### DATA FOR THIS EXERCISE
--------------------------------
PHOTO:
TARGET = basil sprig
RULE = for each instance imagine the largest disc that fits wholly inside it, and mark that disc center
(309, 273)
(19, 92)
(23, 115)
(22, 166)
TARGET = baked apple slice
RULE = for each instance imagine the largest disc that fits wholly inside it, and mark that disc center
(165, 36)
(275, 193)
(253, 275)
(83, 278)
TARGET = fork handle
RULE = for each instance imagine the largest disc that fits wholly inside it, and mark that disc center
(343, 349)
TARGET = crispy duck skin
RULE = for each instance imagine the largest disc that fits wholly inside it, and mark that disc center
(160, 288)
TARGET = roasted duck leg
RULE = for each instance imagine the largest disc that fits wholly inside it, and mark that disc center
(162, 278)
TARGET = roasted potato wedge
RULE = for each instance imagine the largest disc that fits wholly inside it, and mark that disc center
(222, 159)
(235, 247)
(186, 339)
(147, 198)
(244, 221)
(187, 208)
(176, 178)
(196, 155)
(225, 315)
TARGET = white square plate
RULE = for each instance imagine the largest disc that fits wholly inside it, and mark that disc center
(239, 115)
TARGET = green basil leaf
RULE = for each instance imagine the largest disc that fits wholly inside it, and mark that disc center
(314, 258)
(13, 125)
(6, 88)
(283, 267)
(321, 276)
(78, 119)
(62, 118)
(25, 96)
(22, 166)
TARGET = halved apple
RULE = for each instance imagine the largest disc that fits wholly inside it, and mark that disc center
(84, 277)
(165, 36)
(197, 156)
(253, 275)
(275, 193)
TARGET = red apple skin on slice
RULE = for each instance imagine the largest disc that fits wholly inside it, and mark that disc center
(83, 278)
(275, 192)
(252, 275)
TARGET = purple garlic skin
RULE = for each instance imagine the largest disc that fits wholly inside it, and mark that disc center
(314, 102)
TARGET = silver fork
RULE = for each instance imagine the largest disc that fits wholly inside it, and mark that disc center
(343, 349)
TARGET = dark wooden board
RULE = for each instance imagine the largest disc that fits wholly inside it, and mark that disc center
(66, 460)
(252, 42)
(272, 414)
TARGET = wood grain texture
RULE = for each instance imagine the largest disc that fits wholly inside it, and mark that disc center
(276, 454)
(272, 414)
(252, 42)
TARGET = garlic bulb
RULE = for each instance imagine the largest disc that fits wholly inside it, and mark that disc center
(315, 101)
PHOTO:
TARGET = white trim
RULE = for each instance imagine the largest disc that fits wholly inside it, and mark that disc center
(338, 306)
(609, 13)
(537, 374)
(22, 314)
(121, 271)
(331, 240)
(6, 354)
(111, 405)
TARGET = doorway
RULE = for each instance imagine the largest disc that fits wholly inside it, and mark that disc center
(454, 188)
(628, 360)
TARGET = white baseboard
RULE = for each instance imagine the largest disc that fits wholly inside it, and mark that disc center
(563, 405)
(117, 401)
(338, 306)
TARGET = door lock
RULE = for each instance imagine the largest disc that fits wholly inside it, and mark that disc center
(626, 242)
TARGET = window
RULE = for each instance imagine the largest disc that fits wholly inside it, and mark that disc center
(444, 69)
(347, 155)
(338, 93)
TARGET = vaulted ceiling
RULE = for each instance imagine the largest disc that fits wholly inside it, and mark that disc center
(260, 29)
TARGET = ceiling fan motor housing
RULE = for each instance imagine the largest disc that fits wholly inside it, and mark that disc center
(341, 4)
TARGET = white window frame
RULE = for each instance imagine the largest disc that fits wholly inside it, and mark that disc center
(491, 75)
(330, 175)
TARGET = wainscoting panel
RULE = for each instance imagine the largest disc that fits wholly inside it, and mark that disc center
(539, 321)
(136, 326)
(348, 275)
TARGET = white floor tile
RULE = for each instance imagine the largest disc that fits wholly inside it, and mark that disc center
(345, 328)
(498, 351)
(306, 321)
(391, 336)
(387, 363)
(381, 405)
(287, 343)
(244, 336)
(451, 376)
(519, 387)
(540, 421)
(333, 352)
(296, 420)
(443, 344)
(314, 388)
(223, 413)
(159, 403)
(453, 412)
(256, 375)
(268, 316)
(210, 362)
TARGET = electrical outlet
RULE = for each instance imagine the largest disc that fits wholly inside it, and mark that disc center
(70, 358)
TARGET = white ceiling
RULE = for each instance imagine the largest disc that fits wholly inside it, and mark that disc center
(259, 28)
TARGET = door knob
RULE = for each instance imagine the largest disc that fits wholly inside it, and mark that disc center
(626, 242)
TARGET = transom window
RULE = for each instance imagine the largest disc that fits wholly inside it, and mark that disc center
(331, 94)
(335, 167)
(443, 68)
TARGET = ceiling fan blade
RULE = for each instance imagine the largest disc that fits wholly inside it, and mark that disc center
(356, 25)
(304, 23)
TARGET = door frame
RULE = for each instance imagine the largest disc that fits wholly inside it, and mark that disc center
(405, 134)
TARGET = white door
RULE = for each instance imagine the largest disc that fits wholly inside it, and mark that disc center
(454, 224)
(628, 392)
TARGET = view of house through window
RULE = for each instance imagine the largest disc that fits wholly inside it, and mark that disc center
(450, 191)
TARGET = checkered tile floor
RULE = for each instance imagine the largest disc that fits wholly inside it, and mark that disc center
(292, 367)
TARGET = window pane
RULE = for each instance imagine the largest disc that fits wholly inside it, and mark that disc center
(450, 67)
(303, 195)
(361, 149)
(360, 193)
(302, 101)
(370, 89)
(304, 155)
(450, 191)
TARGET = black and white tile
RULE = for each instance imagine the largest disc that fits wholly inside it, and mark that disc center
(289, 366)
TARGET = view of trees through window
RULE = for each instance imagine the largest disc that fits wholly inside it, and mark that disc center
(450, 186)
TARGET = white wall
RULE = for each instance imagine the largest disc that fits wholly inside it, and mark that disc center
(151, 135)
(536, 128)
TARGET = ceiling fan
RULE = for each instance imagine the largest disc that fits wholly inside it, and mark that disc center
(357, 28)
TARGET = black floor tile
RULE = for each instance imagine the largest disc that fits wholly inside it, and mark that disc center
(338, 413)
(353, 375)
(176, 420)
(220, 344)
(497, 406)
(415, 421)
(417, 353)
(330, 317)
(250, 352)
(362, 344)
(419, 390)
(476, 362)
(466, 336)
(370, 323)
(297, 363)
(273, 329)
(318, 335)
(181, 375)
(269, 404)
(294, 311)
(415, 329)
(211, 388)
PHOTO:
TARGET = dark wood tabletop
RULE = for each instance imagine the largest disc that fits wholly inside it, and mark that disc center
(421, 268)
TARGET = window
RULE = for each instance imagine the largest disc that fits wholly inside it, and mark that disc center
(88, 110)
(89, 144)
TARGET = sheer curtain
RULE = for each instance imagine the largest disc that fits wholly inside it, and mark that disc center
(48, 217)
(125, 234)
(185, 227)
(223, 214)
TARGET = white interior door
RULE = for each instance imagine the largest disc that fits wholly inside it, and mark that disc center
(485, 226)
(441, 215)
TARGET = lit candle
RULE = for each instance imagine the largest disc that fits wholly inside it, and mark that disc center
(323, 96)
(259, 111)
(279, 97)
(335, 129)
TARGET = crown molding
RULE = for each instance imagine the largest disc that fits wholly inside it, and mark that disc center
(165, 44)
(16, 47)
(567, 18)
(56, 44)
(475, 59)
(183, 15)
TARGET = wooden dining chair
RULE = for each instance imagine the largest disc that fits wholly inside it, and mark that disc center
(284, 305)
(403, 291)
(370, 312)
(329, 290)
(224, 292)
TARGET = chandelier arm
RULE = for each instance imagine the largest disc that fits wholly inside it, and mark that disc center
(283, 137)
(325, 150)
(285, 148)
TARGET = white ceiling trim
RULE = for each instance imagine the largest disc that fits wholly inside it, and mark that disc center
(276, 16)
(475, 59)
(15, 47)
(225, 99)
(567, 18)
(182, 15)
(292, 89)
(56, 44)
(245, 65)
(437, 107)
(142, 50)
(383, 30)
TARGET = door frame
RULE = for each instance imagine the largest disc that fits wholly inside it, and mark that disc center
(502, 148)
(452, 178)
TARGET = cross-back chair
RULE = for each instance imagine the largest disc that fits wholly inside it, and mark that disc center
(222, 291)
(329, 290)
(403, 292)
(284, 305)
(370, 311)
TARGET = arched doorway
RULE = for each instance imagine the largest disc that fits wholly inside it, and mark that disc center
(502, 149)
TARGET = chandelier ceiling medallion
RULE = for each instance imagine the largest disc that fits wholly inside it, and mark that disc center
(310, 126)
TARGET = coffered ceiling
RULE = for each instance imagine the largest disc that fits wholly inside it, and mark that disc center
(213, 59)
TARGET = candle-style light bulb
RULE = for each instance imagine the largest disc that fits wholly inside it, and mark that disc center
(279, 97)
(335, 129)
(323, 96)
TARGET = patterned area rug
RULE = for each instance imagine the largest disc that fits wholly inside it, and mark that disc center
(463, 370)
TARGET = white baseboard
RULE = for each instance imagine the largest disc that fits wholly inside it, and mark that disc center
--------------------------------
### EXERCISE REQUIREMENTS
Repeat verbatim the opening run of entries, ending with the line that contains "TARGET = fork handle".

### ANSWER TO THIS PROBLEM
PHOTO:
TARGET = basil sprig
RULE = for each instance imagine the largest disc that fits wholly inside it, and mark that disc center
(309, 273)
(19, 92)
(23, 115)
(22, 166)
TARGET = baked apple slice
RULE = for each instance imagine the largest disc that fits wholly inside it, and mark that disc center
(165, 36)
(275, 193)
(253, 275)
(83, 278)
TARGET = fork handle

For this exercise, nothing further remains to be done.